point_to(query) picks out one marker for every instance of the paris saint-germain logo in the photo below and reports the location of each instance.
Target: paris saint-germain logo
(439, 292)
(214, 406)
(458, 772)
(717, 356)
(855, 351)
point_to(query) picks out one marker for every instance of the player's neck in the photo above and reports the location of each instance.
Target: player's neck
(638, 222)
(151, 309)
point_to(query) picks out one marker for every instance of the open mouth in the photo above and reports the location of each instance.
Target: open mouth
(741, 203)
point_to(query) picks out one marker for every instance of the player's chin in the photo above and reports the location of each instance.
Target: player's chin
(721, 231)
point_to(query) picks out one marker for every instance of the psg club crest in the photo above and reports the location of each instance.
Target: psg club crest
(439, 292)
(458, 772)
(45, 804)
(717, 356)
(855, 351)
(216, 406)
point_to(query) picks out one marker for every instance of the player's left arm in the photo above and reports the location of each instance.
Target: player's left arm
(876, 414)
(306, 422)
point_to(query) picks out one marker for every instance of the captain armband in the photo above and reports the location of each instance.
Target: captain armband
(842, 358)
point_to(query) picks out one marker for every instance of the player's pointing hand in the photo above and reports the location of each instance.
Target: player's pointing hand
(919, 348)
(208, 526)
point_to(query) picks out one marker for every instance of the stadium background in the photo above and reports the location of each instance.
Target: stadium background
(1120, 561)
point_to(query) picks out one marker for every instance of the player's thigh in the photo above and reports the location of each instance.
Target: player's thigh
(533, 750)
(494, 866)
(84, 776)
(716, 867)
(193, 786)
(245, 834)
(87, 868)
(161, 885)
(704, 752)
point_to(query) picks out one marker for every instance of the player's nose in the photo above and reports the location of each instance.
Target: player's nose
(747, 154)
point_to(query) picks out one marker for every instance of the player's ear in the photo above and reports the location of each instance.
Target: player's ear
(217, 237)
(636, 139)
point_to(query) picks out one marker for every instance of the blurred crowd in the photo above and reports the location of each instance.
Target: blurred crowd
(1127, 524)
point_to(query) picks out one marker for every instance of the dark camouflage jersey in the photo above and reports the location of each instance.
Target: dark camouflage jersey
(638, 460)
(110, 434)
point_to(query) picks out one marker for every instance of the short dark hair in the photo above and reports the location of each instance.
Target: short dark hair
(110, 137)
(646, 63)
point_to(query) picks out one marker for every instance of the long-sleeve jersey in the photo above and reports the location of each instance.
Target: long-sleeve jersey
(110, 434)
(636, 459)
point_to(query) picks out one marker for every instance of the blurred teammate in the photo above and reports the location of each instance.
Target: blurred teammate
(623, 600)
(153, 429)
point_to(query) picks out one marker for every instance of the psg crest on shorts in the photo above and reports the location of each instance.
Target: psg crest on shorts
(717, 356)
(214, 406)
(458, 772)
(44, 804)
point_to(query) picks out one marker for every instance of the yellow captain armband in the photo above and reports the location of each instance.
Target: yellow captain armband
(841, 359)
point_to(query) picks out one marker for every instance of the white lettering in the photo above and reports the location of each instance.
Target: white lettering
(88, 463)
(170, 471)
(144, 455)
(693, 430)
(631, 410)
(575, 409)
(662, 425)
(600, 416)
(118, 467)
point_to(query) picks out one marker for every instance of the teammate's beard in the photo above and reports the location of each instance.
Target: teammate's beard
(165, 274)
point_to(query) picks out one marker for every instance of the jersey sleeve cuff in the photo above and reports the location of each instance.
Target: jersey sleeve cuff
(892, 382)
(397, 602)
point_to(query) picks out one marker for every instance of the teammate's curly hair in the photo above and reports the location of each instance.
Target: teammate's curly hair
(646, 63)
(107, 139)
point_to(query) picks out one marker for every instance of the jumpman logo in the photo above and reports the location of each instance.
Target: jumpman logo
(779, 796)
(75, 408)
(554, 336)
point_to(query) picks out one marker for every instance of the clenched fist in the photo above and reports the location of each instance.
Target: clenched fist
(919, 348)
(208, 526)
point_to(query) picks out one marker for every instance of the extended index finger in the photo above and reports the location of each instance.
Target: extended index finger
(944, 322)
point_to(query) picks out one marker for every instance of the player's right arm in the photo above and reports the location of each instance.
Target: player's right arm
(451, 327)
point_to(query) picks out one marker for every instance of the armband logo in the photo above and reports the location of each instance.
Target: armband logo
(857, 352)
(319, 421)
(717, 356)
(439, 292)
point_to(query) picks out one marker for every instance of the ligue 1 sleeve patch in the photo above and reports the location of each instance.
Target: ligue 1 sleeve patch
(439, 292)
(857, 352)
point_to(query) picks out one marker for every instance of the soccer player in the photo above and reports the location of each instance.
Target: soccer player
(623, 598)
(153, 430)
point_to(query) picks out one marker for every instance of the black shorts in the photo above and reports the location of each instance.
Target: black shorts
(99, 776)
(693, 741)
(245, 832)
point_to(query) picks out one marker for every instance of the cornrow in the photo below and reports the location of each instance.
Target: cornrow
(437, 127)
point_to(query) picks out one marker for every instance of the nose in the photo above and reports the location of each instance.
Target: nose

══════

• _What to produce_
Extract every line containing the string "below" from the material.

• _Answer to the exercise_
point_to(query) picks out one marker for every instance of the paris saint-germain logo in the photo below and reports the location of each instance.
point_to(query) picks out one marker for every instance of the cornrow in the photo below and reports the location of each instance.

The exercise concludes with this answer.